> [WHAT IS NEEDED]
Reproduce the following lines verbatim, preserving every character, space, and line break without alteration.

> [DATA LISTING]
____________
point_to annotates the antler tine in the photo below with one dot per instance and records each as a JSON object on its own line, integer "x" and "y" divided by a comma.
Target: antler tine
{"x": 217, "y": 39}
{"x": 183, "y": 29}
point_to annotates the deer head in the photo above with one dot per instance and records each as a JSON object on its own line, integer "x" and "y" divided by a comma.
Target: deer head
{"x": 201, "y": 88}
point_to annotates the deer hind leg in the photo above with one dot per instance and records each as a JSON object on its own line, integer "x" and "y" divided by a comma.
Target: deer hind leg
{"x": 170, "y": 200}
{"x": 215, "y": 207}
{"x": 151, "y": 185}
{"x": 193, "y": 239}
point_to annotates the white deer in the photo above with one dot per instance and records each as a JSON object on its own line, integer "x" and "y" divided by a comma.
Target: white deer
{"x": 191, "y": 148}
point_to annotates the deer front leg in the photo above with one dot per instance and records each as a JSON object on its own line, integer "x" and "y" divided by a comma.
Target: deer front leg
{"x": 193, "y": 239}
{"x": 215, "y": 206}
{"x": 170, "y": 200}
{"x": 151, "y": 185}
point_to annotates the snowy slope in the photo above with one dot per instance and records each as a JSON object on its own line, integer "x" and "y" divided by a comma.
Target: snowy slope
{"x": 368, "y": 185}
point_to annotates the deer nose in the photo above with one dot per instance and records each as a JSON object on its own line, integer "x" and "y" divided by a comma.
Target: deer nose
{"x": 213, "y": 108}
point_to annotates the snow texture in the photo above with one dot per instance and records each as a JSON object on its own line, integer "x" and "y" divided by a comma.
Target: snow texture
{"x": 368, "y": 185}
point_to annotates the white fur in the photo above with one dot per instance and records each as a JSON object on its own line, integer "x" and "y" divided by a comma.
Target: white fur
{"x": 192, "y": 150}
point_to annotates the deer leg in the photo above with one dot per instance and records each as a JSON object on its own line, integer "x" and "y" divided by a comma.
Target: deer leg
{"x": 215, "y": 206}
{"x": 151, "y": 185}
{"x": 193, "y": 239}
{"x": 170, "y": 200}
____________
> [RESPONSE TO THIS EXERCISE]
point_to annotates the antler tine in the photo below with one dot per instance and records each as a JSON object on its own line, integer "x" and "y" divided by a comma.
Target: antler tine
{"x": 217, "y": 39}
{"x": 183, "y": 29}
point_to annotates the deer head in the photo above with one dot per instance and records each as a JSON object on its own line, integer "x" and "y" divided by a comma.
Target: deer head
{"x": 201, "y": 88}
point_to annotates the deer hind leg in the photo above with one dot per instance and records each as a JSON object on its own line, integer "x" and "y" divided by a comma.
Target: deer hind leg
{"x": 170, "y": 200}
{"x": 215, "y": 207}
{"x": 151, "y": 185}
{"x": 193, "y": 239}
point_to annotates the white deer in the photo above with one dot per instance and records each as a JSON object on its own line, integer "x" and "y" divided by a comma.
Target: white deer
{"x": 191, "y": 148}
point_to annotates the deer front leg in the photo above with one dot per instance and records each as a JSON object on its own line, integer "x" and "y" divided by a comma.
Target: deer front leg
{"x": 193, "y": 239}
{"x": 215, "y": 206}
{"x": 170, "y": 200}
{"x": 151, "y": 185}
point_to annotates the snowy slope in the photo above with one dot per instance and records each as a JSON object on its own line, integer "x" and "y" divided by a comma.
Target: snowy slope
{"x": 368, "y": 185}
point_to annotates the deer nose in the photo above with one dot per instance and records each as a JSON object on its own line, integer "x" and "y" divided by a comma.
Target: deer nose
{"x": 213, "y": 108}
point_to annotates the snow texture in the photo above with one dot per instance and records each as a JSON object on its own line, integer "x" and "y" divided by a comma.
Target: snow texture
{"x": 368, "y": 185}
point_to annotates the white fur in the photo above with one dot per instance and records each as a JSON object on its own line, integer "x" and "y" divided by a comma.
Target: white fur
{"x": 192, "y": 150}
point_to annotates the deer leg in the photo above with one dot per instance and records each as a JSON object on its own line, integer "x" and "y" divided by a comma.
Target: deer leg
{"x": 215, "y": 206}
{"x": 151, "y": 185}
{"x": 193, "y": 239}
{"x": 170, "y": 200}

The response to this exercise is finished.